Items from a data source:
****************************************

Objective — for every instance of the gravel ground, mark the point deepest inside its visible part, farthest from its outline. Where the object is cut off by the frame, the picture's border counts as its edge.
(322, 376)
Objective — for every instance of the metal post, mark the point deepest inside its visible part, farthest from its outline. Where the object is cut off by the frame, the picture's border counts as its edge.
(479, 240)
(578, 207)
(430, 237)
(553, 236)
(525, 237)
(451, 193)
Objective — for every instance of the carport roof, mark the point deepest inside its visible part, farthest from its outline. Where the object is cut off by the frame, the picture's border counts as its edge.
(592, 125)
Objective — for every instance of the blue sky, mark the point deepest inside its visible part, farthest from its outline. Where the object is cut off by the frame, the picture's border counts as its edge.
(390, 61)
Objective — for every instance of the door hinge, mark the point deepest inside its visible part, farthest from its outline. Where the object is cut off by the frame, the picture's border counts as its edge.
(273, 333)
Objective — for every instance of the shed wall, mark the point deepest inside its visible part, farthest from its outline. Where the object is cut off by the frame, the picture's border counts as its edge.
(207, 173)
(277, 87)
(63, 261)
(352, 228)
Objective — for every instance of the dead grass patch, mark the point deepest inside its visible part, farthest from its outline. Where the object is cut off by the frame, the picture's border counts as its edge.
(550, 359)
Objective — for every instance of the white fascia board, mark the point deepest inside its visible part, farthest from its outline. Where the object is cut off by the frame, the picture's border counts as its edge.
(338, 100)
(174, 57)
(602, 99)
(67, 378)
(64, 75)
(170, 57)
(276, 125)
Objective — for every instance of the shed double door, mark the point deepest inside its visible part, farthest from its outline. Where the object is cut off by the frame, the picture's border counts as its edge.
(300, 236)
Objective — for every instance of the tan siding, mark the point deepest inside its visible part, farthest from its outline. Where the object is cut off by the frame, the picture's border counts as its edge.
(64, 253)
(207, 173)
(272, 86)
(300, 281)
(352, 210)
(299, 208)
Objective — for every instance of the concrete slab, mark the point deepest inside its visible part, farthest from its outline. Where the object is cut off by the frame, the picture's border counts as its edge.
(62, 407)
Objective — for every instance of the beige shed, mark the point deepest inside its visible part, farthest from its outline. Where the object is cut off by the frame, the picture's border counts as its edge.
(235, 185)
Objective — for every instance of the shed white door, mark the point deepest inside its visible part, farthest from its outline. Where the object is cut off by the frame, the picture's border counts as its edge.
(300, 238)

****************************************

▶ [PROBLEM REQUIREMENTS]:
All the entries are to be set down exactly as they appear.

▶ [SOLUTION]:
Objective — for every instance of the gravel ground, mark the point deepest inside its visible part, farthest from its outline. Where the object is cut off by the frame, the picture's border counts as its edge.
(322, 376)
Objective — for every instance of the metal post, mark the point deepest inside its visible part, farthest from its outline. Where the object is cut off by the frame, the picture's border counts as its edge.
(479, 240)
(578, 207)
(430, 237)
(553, 236)
(525, 237)
(451, 193)
Objective — for every instance of the carport roof, mark the point deepest inside its visible part, farthest from its outline. Where the object is cut off by the frame, the picture's border counts as its edge.
(592, 125)
Objective — for every instance of the blue sky, mark the point deepest inside its visible part, farthest from its outline. Where the object is cut off by the frame, the picture's border counts as its edge.
(390, 61)
Objective — for every instance of the door hinge, mark the point deepest inside its visible part, farthest from its outline. Where the object is cut off by the frame, the picture's border counts as its edge.
(273, 333)
Objective — for every instance of the shed wall, mark the point deepest inside its visible part, farthest from its outline. Where the object is cut off by the frame, the picture's border counts as its edge.
(207, 173)
(277, 87)
(63, 261)
(352, 228)
Objective — for every instance of the dead grass patch, mark the point deepest inside its visible part, farthest from its outline. Where the object is cut off by the frame, the picture's border counts as its edge.
(550, 359)
Objective — for every instance of the white fascia board, mark the point deepest inside its visible part, farthest from its outline. Where the object is cut off by the frame, the picture's border counts as its edge.
(338, 100)
(174, 57)
(602, 99)
(67, 378)
(64, 75)
(170, 57)
(276, 125)
Objective — for every instance of the shed double door, mark the point deepest inside its visible part, farthest from its outline. Where the object is cut off by the frame, the picture's border counts as its edge.
(300, 236)
Objective — for every instance of the tan siding, mark the point deepest inside its visible part, farthest from its outline. Where the object is cut off by the frame, the picture's border counts as its edge.
(64, 253)
(207, 173)
(272, 86)
(300, 281)
(352, 210)
(299, 208)
Objective — for every instance of the concrete slab, mark the point deepest inside its visible part, farthest from its outline. Where the object is cut off by the frame, the picture's border counts as its edge.
(62, 407)
Objective — for every instance of the beige shed, mark the point deepest inside its visible part, farthest from its outline. Where the object is cut off by the frame, the picture's border counts as its edge.
(235, 185)
Objective — for every instance of the shed white door, mark the point deepest inside its visible part, farthest from its outline. Where the object is cut off by the frame, the picture's border counts as its edge.
(300, 238)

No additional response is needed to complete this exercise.